** START **

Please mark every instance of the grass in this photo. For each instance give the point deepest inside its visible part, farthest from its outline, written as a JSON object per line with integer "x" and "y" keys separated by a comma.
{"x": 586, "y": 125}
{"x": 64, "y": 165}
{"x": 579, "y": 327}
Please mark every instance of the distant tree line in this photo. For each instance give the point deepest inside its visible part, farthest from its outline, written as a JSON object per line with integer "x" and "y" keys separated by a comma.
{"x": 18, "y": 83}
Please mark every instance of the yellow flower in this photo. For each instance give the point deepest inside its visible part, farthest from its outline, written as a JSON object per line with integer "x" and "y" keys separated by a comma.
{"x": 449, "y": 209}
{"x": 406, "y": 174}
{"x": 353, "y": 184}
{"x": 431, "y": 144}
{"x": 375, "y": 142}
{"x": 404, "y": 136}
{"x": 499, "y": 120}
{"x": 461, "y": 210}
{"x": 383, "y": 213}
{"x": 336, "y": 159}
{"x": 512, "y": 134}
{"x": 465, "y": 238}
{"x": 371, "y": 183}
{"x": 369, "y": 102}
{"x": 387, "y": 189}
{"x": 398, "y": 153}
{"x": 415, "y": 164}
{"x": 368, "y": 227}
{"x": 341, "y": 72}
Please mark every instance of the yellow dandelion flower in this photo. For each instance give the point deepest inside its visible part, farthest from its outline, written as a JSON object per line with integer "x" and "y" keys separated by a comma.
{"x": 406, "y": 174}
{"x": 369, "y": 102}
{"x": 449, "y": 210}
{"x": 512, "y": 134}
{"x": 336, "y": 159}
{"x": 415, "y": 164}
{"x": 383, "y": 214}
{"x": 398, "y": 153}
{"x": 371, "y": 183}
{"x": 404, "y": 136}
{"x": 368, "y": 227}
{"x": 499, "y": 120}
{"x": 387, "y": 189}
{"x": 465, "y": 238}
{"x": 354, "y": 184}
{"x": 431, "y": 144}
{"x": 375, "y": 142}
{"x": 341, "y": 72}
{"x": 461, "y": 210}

** END **

The task:
Print all of the entries again, exactly as written.

Exercise response:
Please mark every instance of the grass in this photo. For each instance give the point deepest inside its visible part, farthest from its outline, written as a JSON object per line with integer "x" and "y" keys separated by a comma.
{"x": 586, "y": 125}
{"x": 64, "y": 165}
{"x": 579, "y": 327}
Please mark every instance of the distant tree line in this photo. For each instance give the point deepest inside its visible part, farthest from its outline, written as a JSON object per line with integer "x" and "y" keys separated by a comma.
{"x": 18, "y": 83}
Please mark every instance of the yellow flower in this photo. For each instance give the point deepest inside its visible part, farthest from its outline, written as a JSON object per line with integer "x" and "y" keys separated by a comma.
{"x": 449, "y": 209}
{"x": 406, "y": 174}
{"x": 353, "y": 184}
{"x": 431, "y": 144}
{"x": 375, "y": 142}
{"x": 404, "y": 136}
{"x": 499, "y": 120}
{"x": 461, "y": 210}
{"x": 383, "y": 213}
{"x": 336, "y": 159}
{"x": 512, "y": 134}
{"x": 465, "y": 238}
{"x": 371, "y": 183}
{"x": 369, "y": 102}
{"x": 387, "y": 189}
{"x": 398, "y": 153}
{"x": 415, "y": 164}
{"x": 368, "y": 227}
{"x": 341, "y": 72}
Please mark every instance of the yellow dandelion flower in this photo. For each instance give the point deepest inside its visible part, farthest from its outline, written as a JSON object per line with integer "x" and "y" keys separated by a comma.
{"x": 406, "y": 174}
{"x": 369, "y": 102}
{"x": 449, "y": 210}
{"x": 512, "y": 134}
{"x": 336, "y": 159}
{"x": 415, "y": 164}
{"x": 383, "y": 214}
{"x": 398, "y": 153}
{"x": 371, "y": 183}
{"x": 404, "y": 136}
{"x": 368, "y": 227}
{"x": 499, "y": 120}
{"x": 387, "y": 189}
{"x": 465, "y": 238}
{"x": 354, "y": 184}
{"x": 431, "y": 144}
{"x": 375, "y": 142}
{"x": 341, "y": 72}
{"x": 461, "y": 210}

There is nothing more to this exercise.